Reproduce the passage of the mailing-list thread on the vr0 network card problem from "Are you using" up to and including "be receiving something.)".

* _Text excerpt_
====================
To Unsubscribe: send mail to majord...@freebsd.org
with "unsubscribe freebsd-current" in the body of the message


Re: problem with vr0

1999-02-02 Thread Bill Paul
Of all the gin joints in all the towns in all the world, Chia-liang Kao 
had to walk into mine and say: > 
 
> I have problem with my newly bought D-link DFE530TX on my -current
> (which is very new).
> 
> I have tested my NIC using the master/slave mode program came with my
> NIC with my room mate. And the results show the NIC work correctly.
>
> The most strange thing is that I can see the ethernet address of the
> other ip, see the following infomation. But I can't get the interface
> to work at all.

AG!!! I really don't want to get mad at you personally, but this
is really starting to annoy me. Virtually every time anybody reports a
problem, the only thing they ever say is "it doesn't work." WHAT DOESN'T
WORK EXACTLY!?! Describe the problem(s)!! Show us examples!! Show us
error messages!! Does it catch fire?! Does it spit pea soup at you and
speak in tongues?! Does it lie around the house all day and refuse to
cut its hair and get a job!? WHAT!!

You have not explained exactly what is going wrong. You have not 
explained what it is that you're trying to do which isn't working.
You have not explained how you came to the conclusion that the card
"isn't working." Show us what happens if you type 'ping 192.168.100.1'. 
Don't attempt to paraphrase the error messages: quote them exactly.
Does ping not illustrate the problem accurately? Fine: choose another
example and show us the results.

-Bill

-- 
=
-Bill Paul(212) 854-6020 | System Manager, Master of Unix-Fu
Work: wp...@ctr.columbia.edu | Center for Telecommunications Research
Home:  wp...@skynet.ctr.columbia.edu | Columbia University, New York City
=
 "It is not I who am crazy; it is I who am mad!" - Ren Hoek, "Space Madness"
=

To Unsubscribe: send mail to majord...@freebsd.org
with "unsubscribe freebsd-current" in the body of the message


Re: problem with vr0

1999-02-02 Thread Bill Paul
Of all the gin joints in all the towns in all the world, Chia-liang Kao 
had to walk into mine and say:
 
> I'm really sorry about this, Bill. I'll be very careful and make a
> recheck before sending out problem report next time. And really thank
> you for shouting at me instead of leaving my problem along.

Shouting is my specialty. I get a lot of practice.
 
> I did a `ping 192.168.100.1', and there is no response and no messages
> at all. I think the most interesting part of this is that I can see
> both of the lights on the hub blinking when I ping 192.168.100.1;
> while only the light of the other side blinks when he pings me.

What kind of hub is this?

> So we're starting to doubt the problem is the receiving function of my
> side.  And we test again with `trafshow'. Then I found he does receive
> my packet and replies when I ping him, while I can only see the
> packets I sent out but no packets from his side.
> 
> But sometimes it works for a tiny second, like the following:
> 
> # traceroute i1
> traceroute to i1 (192.168.100.1), 30 hops max, 40 byte packets
>  1  i1 (192.168.100.1)  0.720 ms * *

Are you using any unusual networking tricks, like network address 
translation or firewalling or IP aliasing? People tend to forget to 
mention things like that. There are some things I'm curious about:

- What does netstat -in show? Are there any input errors? Are there
  any input packets? (If the input packet counter keeps incrementing
  then it has to be receiving something.)
====================
* _Data block_
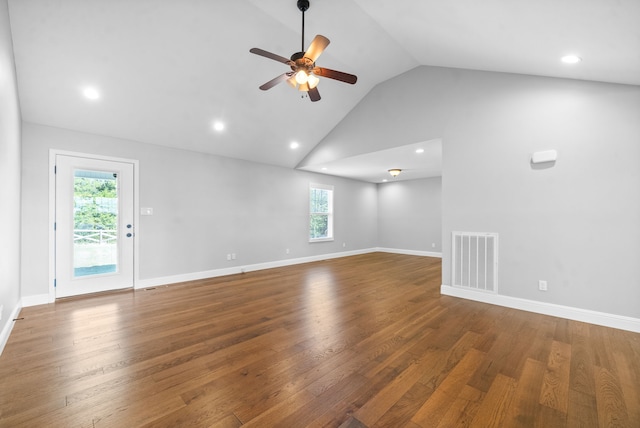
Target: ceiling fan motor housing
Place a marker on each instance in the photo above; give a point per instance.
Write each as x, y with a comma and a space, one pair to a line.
303, 5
====================
* _The solution_
Are you using any unusual networking tricks, like network address 
translation or firewalling or IP aliasing? People tend to forget to 
mention things like that. There are some things I'm curious about:

- What does netstat -in show? Are there any input errors? Are there
  any input packets? (If the input packet counter keeps incrementing
  then it has to be receiving something.)